ASSIGNED TASK :: Each line from the one containing "rule | a point" through the end of the entries below should be transcribed exactly, and no other line.

THE RECORDS START

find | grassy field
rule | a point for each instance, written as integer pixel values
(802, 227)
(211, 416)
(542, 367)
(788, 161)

THE RECORDS END

EXERCISE RESPONSE ::
rule | a point for each instance, written as integer pixel values
(802, 227)
(211, 416)
(542, 367)
(788, 161)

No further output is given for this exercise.